**Instructions for the task**.
Emit a verbatim copy of the lines running from the line with "Practice. Place a point on every instance of the car windshield" through the end of the material below.
___ Record list ___
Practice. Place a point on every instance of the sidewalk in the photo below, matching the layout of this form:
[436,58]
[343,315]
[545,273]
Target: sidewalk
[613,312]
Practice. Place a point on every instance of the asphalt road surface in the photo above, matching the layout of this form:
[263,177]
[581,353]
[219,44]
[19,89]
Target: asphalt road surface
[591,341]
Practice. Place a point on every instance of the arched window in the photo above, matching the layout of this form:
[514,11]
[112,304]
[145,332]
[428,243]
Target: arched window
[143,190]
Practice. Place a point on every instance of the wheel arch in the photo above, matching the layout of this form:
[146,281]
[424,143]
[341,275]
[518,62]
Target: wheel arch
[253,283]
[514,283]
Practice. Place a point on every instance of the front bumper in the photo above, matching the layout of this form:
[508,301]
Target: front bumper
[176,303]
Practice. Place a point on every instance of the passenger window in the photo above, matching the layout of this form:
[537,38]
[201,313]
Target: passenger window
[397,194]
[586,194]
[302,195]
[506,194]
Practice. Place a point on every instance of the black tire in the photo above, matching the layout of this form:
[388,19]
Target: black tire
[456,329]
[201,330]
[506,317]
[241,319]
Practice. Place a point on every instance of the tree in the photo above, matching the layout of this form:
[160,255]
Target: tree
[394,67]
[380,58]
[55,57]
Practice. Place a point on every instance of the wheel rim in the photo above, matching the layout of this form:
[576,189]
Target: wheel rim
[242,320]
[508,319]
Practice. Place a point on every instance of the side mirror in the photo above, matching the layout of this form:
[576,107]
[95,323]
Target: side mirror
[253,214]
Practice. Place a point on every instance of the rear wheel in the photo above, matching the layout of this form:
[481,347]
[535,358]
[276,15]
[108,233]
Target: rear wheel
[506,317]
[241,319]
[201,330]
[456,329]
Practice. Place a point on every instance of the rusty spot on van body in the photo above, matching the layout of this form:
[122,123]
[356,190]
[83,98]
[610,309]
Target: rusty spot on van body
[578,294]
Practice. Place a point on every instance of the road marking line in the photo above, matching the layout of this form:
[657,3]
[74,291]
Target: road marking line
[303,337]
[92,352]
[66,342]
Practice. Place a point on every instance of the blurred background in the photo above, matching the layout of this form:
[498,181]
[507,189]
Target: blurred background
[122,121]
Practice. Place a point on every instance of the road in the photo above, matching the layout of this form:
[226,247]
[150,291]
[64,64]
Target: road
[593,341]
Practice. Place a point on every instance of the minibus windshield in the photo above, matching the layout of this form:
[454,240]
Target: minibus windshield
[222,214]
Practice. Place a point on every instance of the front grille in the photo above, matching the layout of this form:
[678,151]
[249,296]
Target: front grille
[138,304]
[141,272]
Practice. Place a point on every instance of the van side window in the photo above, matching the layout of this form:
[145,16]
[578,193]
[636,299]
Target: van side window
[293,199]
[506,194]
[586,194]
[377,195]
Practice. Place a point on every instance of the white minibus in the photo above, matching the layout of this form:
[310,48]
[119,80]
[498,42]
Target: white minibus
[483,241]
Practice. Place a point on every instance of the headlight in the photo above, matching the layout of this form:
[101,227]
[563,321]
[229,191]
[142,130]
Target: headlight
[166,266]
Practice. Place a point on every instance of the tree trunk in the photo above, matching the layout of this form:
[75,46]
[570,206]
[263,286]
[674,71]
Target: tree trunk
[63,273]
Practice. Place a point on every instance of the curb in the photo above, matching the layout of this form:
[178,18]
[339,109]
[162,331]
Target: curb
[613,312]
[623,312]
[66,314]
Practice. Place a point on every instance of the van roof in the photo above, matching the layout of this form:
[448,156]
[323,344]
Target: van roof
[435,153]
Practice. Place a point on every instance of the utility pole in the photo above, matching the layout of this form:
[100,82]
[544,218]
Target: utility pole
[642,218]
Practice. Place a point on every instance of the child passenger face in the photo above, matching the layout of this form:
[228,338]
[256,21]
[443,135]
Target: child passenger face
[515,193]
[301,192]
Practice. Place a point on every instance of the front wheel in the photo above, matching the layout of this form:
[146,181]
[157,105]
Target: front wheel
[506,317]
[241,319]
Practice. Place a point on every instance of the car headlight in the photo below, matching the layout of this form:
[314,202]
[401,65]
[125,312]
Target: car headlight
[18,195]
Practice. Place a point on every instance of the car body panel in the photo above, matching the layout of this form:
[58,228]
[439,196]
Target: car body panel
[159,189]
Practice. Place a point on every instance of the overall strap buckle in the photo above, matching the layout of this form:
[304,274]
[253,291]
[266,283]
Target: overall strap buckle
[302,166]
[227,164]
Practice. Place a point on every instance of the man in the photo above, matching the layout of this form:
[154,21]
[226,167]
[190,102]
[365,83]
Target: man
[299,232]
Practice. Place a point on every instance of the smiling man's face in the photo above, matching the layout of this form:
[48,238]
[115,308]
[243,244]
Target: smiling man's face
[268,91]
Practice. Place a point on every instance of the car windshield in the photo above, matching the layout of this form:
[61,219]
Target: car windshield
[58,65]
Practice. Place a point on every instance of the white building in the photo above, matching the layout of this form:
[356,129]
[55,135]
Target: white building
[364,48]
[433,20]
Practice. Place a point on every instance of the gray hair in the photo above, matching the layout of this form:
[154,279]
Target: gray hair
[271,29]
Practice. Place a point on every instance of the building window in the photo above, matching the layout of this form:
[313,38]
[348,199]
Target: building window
___
**Answer below**.
Practice. Place a point on every instance of the car windshield in the photo above, matching the layout of this form:
[61,219]
Target: car windshield
[58,65]
Practice. Place a point on every instance of the white building in the photo above, matching the layout of this form:
[356,129]
[55,135]
Target: white building
[364,48]
[433,20]
Practice. Place a point on every instance of the gray hair in the photo above, matching the layout of this form:
[154,279]
Target: gray hair
[271,29]
Practice. Place a point on every instance of the building window in the photo above, matching the layout of this form:
[313,38]
[348,199]
Target: building window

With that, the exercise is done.